▸ **Material provided**:
┄┄┄┄┄┄┄┄┄┄

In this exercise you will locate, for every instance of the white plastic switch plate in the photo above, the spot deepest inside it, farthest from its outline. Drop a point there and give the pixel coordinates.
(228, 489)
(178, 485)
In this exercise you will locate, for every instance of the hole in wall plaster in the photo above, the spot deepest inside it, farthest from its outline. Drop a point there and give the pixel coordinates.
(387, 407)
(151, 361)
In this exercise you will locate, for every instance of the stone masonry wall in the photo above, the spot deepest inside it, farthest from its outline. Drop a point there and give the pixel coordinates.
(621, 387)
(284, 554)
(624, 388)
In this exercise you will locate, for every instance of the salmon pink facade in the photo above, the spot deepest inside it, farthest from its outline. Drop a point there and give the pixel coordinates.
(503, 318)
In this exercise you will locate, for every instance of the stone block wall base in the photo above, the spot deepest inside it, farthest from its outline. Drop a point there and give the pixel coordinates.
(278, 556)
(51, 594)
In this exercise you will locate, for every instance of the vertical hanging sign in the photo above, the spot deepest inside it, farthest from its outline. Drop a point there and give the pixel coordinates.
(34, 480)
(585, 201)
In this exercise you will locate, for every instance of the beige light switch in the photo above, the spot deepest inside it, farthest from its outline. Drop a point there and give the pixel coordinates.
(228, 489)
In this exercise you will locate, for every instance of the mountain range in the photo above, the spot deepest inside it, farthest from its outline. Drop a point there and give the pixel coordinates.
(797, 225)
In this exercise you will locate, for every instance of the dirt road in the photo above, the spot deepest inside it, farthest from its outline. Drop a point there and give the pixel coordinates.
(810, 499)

┄┄┄┄┄┄┄┄┄┄

▸ **Job**: Could you copy every record above verbatim, with no change to any word or character?

▸ **Full solution**:
In this exercise you will locate, for every instance of the white plastic switch plate in the photo above, the spot deepest inside it, farthest from its outline. Drop a point there and give the pixel coordinates.
(228, 489)
(178, 485)
In this exercise you will locate, for every instance of the hole in wall plaster in the photo above, the spot deepest inside it, farthest from its outline. Drop a point there and give the pixel coordinates.
(387, 407)
(151, 361)
In this exercise you will locate, for every instance of the stone masonry wall in the photo above, the spot deepest inside it, farthest from its outline. Drop a point there and give the pixel coordinates.
(621, 387)
(284, 554)
(624, 388)
In this exercise you will locate, for every instance of the salmon pink facade in the photo above, the spot deepest inside it, farthest from its outline. Drop a point there and give the pixel coordinates.
(503, 318)
In this exercise you will locate, for every instance of the stone block wall base in the photo above, the spot deepest inside it, farthest from its outline. Drop a point there and give the pixel coordinates.
(278, 556)
(51, 594)
In this exercise you will locate, for every instance of the vertical hanging sign in the photo above, the spot deepest inside it, farthest from its outline. Drop a point there and give the pixel coordinates.
(34, 480)
(585, 201)
In this exercise you will locate, for every instance of the beige light switch in the photo above, the spot deepest inside it, farthest from its outline. Drop a point there and give the pixel coordinates.
(228, 489)
In this exercise you will locate, for every instance of the mountain range in the photo above, the spot deepest inside it, farthest from its outline. Drop a point there and give the pixel coordinates.
(797, 225)
In this exercise you will locate, for every instance of the dirt road in the photo above, the spot deepest inside it, farthest from its outline. Drop a point there and give the pixel coordinates.
(810, 499)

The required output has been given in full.